## Provided data
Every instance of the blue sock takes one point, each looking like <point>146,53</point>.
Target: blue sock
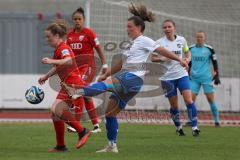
<point>95,89</point>
<point>175,115</point>
<point>215,112</point>
<point>192,114</point>
<point>112,129</point>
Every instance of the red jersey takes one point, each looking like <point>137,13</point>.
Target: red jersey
<point>67,73</point>
<point>82,42</point>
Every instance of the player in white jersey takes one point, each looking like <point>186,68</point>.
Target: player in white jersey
<point>177,76</point>
<point>128,79</point>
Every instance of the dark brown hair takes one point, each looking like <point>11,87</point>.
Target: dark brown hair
<point>79,10</point>
<point>58,26</point>
<point>169,20</point>
<point>141,14</point>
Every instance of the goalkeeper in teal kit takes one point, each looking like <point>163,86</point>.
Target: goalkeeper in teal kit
<point>201,72</point>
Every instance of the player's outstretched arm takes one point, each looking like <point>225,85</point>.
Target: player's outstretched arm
<point>65,61</point>
<point>164,52</point>
<point>110,71</point>
<point>45,77</point>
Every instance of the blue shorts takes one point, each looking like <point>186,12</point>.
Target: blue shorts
<point>130,86</point>
<point>182,84</point>
<point>206,84</point>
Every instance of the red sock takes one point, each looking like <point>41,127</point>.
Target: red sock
<point>76,125</point>
<point>70,119</point>
<point>78,103</point>
<point>59,129</point>
<point>91,111</point>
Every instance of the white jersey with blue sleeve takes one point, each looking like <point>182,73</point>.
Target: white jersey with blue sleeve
<point>135,58</point>
<point>178,46</point>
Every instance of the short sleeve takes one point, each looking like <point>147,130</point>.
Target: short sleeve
<point>93,38</point>
<point>185,48</point>
<point>65,53</point>
<point>150,45</point>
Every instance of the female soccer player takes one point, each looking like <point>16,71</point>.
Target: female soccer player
<point>201,74</point>
<point>177,76</point>
<point>129,73</point>
<point>65,66</point>
<point>83,40</point>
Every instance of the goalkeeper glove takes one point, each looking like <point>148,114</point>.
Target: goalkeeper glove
<point>216,79</point>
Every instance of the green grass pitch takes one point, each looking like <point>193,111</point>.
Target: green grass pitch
<point>30,141</point>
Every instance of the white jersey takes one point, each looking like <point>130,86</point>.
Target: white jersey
<point>178,46</point>
<point>135,58</point>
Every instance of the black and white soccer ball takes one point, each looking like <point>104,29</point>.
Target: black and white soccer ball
<point>34,95</point>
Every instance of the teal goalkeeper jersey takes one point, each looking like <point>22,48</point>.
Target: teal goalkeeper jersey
<point>201,58</point>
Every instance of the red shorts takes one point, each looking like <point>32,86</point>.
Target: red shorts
<point>87,73</point>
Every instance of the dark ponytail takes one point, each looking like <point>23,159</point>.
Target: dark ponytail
<point>79,10</point>
<point>141,14</point>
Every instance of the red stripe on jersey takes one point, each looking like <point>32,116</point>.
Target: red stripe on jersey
<point>82,42</point>
<point>67,73</point>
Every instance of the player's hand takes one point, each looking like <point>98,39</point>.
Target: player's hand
<point>101,77</point>
<point>104,69</point>
<point>186,60</point>
<point>42,79</point>
<point>46,60</point>
<point>216,79</point>
<point>184,64</point>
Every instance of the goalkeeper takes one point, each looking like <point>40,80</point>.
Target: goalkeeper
<point>201,73</point>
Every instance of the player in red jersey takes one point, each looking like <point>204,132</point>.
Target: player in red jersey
<point>83,41</point>
<point>64,65</point>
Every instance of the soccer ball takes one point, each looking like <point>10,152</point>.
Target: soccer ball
<point>34,95</point>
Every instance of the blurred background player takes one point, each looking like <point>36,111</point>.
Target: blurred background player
<point>177,76</point>
<point>83,41</point>
<point>201,72</point>
<point>128,78</point>
<point>65,66</point>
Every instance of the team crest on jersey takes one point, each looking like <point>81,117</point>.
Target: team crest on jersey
<point>81,38</point>
<point>65,52</point>
<point>179,45</point>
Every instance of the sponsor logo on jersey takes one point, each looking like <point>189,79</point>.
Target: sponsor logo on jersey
<point>65,52</point>
<point>177,52</point>
<point>214,57</point>
<point>179,45</point>
<point>81,38</point>
<point>76,45</point>
<point>96,41</point>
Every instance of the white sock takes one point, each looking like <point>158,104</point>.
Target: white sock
<point>96,125</point>
<point>179,127</point>
<point>111,143</point>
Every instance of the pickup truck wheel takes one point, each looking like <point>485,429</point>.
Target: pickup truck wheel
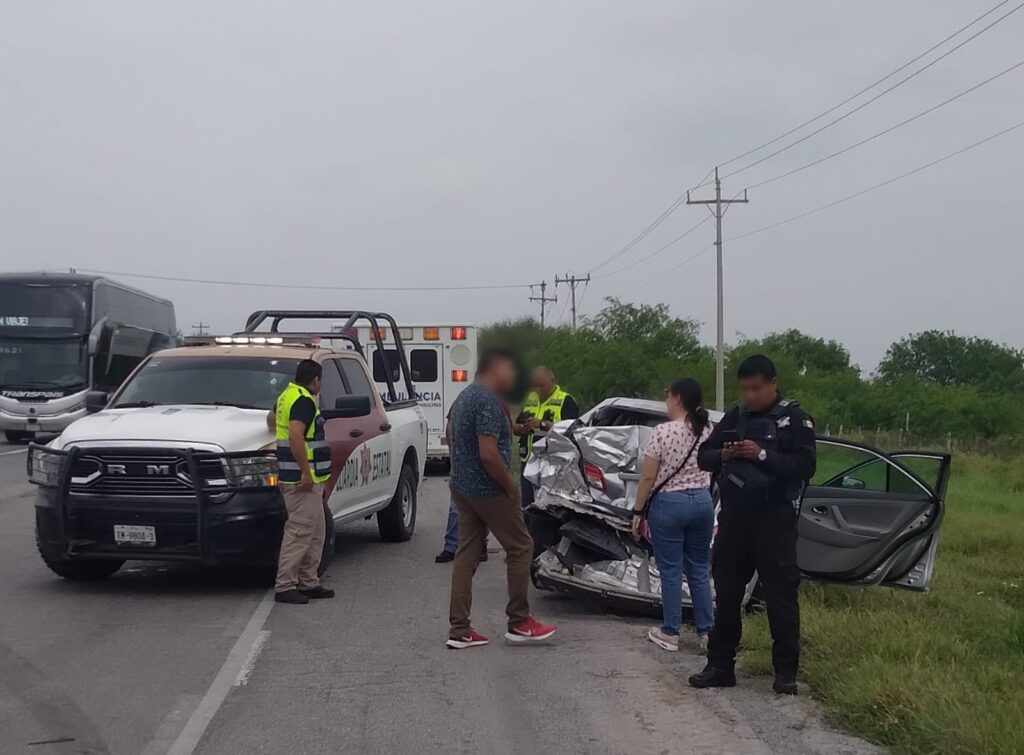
<point>398,519</point>
<point>328,555</point>
<point>78,571</point>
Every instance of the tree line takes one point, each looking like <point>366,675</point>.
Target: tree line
<point>932,384</point>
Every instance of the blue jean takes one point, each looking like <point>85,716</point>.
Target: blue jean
<point>452,530</point>
<point>681,525</point>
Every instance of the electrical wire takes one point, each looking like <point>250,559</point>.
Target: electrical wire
<point>886,182</point>
<point>862,91</point>
<point>877,96</point>
<point>304,287</point>
<point>886,131</point>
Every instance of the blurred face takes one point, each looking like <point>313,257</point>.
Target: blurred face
<point>673,405</point>
<point>504,375</point>
<point>758,391</point>
<point>543,382</point>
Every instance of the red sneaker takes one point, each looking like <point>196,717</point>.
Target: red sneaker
<point>529,631</point>
<point>471,639</point>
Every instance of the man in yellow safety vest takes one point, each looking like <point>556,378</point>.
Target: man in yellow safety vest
<point>304,464</point>
<point>546,405</point>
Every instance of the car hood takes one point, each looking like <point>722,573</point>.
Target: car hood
<point>223,428</point>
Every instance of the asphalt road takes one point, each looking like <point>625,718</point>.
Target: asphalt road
<point>172,659</point>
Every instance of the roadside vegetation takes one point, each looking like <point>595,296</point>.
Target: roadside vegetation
<point>935,673</point>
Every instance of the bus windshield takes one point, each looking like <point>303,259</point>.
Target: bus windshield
<point>249,382</point>
<point>33,309</point>
<point>42,368</point>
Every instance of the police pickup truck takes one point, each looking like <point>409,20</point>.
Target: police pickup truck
<point>178,463</point>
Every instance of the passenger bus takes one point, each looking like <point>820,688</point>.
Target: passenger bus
<point>442,363</point>
<point>62,335</point>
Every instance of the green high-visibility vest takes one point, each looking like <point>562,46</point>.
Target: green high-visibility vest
<point>317,452</point>
<point>550,409</point>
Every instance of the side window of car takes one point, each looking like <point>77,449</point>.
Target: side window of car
<point>355,376</point>
<point>332,387</point>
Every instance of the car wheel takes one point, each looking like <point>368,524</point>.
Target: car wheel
<point>328,554</point>
<point>85,571</point>
<point>398,519</point>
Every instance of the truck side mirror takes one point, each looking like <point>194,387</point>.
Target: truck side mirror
<point>348,407</point>
<point>96,401</point>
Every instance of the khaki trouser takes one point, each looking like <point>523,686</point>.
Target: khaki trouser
<point>503,517</point>
<point>302,543</point>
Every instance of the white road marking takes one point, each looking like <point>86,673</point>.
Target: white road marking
<point>247,668</point>
<point>243,653</point>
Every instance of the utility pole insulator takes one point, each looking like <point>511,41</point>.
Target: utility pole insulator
<point>720,206</point>
<point>571,281</point>
<point>544,299</point>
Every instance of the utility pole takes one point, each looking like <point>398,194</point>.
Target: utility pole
<point>571,281</point>
<point>543,298</point>
<point>718,213</point>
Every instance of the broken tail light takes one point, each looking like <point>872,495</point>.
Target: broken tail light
<point>595,477</point>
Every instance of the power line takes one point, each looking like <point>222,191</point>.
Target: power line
<point>888,130</point>
<point>883,183</point>
<point>877,96</point>
<point>305,287</point>
<point>862,91</point>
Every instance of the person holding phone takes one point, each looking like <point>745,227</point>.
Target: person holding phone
<point>674,493</point>
<point>762,454</point>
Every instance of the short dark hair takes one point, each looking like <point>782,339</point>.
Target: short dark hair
<point>307,371</point>
<point>492,357</point>
<point>756,366</point>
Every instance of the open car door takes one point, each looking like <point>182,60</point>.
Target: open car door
<point>870,517</point>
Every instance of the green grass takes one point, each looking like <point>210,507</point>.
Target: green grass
<point>935,673</point>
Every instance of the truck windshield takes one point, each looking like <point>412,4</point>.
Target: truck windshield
<point>33,309</point>
<point>250,382</point>
<point>42,368</point>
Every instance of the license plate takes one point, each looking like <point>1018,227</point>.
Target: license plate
<point>134,534</point>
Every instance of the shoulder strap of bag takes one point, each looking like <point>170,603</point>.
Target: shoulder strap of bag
<point>678,469</point>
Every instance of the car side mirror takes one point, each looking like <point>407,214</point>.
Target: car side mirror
<point>96,401</point>
<point>348,407</point>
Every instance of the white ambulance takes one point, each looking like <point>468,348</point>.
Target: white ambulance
<point>441,361</point>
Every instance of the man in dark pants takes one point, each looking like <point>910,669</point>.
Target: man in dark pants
<point>762,454</point>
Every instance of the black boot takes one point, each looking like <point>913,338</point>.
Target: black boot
<point>785,682</point>
<point>712,676</point>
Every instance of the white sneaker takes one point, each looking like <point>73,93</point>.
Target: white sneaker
<point>665,641</point>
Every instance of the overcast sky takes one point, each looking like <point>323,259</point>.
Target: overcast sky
<point>465,142</point>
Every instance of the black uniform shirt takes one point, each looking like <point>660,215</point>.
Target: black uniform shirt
<point>785,434</point>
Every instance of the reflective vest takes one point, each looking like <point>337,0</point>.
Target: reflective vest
<point>550,410</point>
<point>317,452</point>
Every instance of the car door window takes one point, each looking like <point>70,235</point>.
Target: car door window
<point>355,377</point>
<point>332,385</point>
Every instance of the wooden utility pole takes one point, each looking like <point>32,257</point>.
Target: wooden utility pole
<point>571,281</point>
<point>543,298</point>
<point>720,206</point>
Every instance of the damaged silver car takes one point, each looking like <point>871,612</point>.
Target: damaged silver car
<point>867,517</point>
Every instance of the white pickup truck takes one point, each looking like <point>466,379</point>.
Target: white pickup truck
<point>178,464</point>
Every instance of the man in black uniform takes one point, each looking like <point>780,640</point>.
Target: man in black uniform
<point>762,453</point>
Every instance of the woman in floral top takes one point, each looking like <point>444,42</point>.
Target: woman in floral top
<point>680,513</point>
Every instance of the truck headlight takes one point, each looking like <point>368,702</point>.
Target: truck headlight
<point>252,471</point>
<point>44,466</point>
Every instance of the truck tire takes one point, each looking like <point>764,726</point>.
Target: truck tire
<point>84,571</point>
<point>328,554</point>
<point>398,519</point>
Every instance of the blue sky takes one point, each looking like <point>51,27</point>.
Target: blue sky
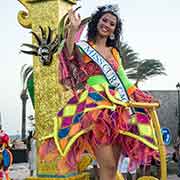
<point>151,28</point>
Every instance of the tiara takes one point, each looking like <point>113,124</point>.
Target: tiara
<point>111,8</point>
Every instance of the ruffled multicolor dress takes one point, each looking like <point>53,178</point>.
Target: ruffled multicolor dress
<point>92,117</point>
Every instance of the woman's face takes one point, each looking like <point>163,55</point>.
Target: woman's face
<point>106,25</point>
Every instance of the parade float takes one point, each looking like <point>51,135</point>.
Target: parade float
<point>46,19</point>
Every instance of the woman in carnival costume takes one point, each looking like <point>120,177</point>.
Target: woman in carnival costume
<point>5,155</point>
<point>95,119</point>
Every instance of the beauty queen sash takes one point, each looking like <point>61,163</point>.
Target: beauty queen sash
<point>108,71</point>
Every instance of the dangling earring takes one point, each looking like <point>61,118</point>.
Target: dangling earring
<point>112,36</point>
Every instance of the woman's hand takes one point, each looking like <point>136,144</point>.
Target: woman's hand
<point>74,20</point>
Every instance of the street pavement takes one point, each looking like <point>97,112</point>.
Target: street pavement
<point>20,171</point>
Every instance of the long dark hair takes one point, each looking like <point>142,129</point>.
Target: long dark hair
<point>92,27</point>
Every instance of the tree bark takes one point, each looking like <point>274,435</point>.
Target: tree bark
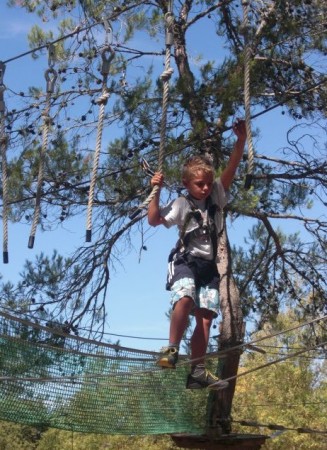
<point>230,335</point>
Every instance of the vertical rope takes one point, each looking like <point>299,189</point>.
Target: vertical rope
<point>165,76</point>
<point>247,97</point>
<point>3,143</point>
<point>50,76</point>
<point>102,101</point>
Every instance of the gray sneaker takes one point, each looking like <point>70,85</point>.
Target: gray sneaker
<point>168,357</point>
<point>205,380</point>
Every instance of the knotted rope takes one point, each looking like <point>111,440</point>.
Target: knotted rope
<point>101,101</point>
<point>50,77</point>
<point>3,143</point>
<point>247,97</point>
<point>165,76</point>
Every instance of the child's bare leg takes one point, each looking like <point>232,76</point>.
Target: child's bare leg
<point>179,320</point>
<point>200,337</point>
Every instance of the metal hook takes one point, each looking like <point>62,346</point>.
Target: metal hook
<point>108,29</point>
<point>106,60</point>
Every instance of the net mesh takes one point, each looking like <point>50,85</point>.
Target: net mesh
<point>61,381</point>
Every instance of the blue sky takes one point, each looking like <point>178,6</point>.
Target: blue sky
<point>137,301</point>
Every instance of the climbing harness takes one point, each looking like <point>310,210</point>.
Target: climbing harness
<point>107,55</point>
<point>50,77</point>
<point>3,143</point>
<point>247,98</point>
<point>203,270</point>
<point>165,76</point>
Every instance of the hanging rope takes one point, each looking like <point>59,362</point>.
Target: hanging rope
<point>247,97</point>
<point>107,55</point>
<point>50,77</point>
<point>3,143</point>
<point>165,76</point>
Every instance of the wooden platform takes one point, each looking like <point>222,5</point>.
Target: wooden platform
<point>224,442</point>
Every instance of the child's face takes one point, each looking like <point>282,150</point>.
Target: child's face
<point>200,185</point>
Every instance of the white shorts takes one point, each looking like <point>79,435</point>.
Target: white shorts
<point>203,297</point>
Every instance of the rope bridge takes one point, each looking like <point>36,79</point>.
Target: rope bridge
<point>48,378</point>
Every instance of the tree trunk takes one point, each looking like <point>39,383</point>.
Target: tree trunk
<point>230,334</point>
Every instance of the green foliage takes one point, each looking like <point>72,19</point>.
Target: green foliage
<point>286,40</point>
<point>291,393</point>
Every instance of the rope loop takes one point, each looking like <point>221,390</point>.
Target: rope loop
<point>106,60</point>
<point>166,74</point>
<point>103,98</point>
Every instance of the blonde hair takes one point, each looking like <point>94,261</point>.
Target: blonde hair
<point>197,164</point>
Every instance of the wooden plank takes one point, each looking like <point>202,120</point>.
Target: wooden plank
<point>224,442</point>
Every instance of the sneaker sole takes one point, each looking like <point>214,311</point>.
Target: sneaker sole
<point>220,385</point>
<point>166,365</point>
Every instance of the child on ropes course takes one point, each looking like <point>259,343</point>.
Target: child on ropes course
<point>193,277</point>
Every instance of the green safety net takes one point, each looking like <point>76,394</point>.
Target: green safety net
<point>51,379</point>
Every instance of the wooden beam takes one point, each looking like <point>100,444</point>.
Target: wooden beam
<point>224,442</point>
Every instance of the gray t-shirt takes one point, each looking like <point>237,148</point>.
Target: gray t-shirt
<point>176,211</point>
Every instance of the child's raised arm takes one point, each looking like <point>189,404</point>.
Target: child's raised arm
<point>228,174</point>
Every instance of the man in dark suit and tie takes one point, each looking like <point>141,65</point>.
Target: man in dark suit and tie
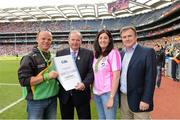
<point>80,96</point>
<point>138,77</point>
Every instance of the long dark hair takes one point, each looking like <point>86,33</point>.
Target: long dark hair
<point>97,48</point>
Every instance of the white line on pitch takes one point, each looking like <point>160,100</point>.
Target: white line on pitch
<point>11,105</point>
<point>8,84</point>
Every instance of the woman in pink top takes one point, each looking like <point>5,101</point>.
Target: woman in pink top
<point>106,66</point>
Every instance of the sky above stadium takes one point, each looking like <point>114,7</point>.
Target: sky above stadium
<point>28,3</point>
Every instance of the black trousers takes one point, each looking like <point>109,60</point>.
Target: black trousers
<point>67,110</point>
<point>173,69</point>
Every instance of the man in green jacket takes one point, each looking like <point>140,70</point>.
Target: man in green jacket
<point>38,78</point>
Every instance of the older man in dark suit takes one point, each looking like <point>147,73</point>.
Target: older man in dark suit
<point>79,97</point>
<point>138,77</point>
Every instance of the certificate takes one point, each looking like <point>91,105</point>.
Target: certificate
<point>68,72</point>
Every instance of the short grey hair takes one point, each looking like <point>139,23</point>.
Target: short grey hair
<point>77,32</point>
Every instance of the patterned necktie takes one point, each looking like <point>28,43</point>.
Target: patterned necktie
<point>74,55</point>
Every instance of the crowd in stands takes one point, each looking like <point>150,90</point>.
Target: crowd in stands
<point>57,26</point>
<point>22,49</point>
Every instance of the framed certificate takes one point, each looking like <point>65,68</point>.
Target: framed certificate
<point>68,72</point>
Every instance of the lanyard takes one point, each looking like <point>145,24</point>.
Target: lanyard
<point>98,61</point>
<point>46,60</point>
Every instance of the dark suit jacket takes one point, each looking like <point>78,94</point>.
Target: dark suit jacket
<point>141,77</point>
<point>84,65</point>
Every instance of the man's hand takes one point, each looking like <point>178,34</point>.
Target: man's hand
<point>80,86</point>
<point>53,75</point>
<point>143,106</point>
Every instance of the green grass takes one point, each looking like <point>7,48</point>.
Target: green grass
<point>10,94</point>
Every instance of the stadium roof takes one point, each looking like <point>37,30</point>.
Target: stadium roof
<point>47,10</point>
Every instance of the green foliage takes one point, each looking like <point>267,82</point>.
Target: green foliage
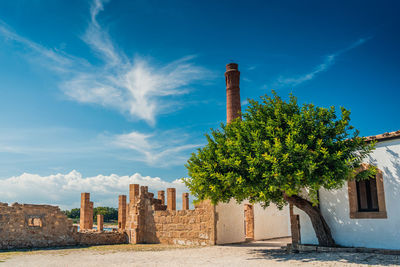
<point>278,147</point>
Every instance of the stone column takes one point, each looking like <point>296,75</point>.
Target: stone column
<point>85,210</point>
<point>233,106</point>
<point>171,198</point>
<point>100,222</point>
<point>161,196</point>
<point>185,201</point>
<point>121,212</point>
<point>91,204</point>
<point>133,193</point>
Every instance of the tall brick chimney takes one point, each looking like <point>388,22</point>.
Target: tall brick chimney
<point>232,77</point>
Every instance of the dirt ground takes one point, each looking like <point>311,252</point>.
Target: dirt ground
<point>260,253</point>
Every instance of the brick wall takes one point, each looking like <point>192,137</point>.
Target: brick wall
<point>28,226</point>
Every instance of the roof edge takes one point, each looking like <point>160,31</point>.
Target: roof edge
<point>384,136</point>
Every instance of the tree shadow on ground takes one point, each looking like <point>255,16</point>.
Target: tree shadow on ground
<point>329,258</point>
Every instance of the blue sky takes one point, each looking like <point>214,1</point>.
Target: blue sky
<point>130,87</point>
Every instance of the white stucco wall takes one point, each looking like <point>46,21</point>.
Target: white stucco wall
<point>268,223</point>
<point>271,222</point>
<point>230,223</point>
<point>372,233</point>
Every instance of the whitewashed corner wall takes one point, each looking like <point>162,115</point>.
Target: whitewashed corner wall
<point>370,233</point>
<point>271,222</point>
<point>268,223</point>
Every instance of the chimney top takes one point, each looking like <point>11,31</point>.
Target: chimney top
<point>231,66</point>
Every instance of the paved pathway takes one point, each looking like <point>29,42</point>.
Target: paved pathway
<point>261,253</point>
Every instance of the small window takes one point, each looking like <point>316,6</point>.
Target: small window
<point>367,197</point>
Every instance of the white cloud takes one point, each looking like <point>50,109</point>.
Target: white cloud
<point>329,60</point>
<point>135,87</point>
<point>160,149</point>
<point>64,189</point>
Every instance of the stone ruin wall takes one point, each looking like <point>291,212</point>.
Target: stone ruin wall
<point>150,221</point>
<point>186,227</point>
<point>35,226</point>
<point>144,219</point>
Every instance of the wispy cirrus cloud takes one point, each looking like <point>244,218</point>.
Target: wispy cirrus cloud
<point>64,189</point>
<point>172,150</point>
<point>329,60</point>
<point>133,86</point>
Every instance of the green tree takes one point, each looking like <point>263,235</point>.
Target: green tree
<point>280,153</point>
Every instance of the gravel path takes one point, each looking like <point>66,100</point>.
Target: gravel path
<point>261,253</point>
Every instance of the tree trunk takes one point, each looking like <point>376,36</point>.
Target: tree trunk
<point>320,226</point>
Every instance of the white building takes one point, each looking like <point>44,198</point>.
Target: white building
<point>364,214</point>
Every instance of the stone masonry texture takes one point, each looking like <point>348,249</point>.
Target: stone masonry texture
<point>150,221</point>
<point>233,106</point>
<point>161,196</point>
<point>171,198</point>
<point>185,201</point>
<point>85,211</point>
<point>122,212</point>
<point>35,226</point>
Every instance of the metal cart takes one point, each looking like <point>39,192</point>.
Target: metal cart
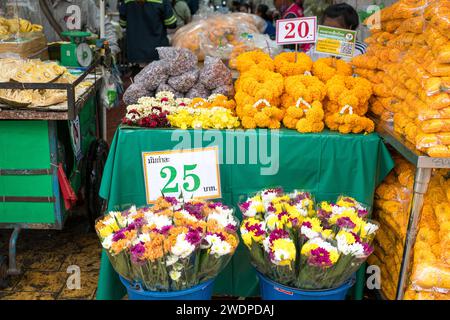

## What you should do
Update the stretch from the line containing "Every instance of the stone column" through the line containing "<point>133,193</point>" so that "stone column" becomes "stone pillar", with every other part left unchanged.

## Result for this exercise
Every instance of the stone pillar takes one point, each looking like <point>296,75</point>.
Target: stone pillar
<point>85,210</point>
<point>233,106</point>
<point>171,198</point>
<point>100,222</point>
<point>161,196</point>
<point>185,201</point>
<point>121,212</point>
<point>91,204</point>
<point>133,193</point>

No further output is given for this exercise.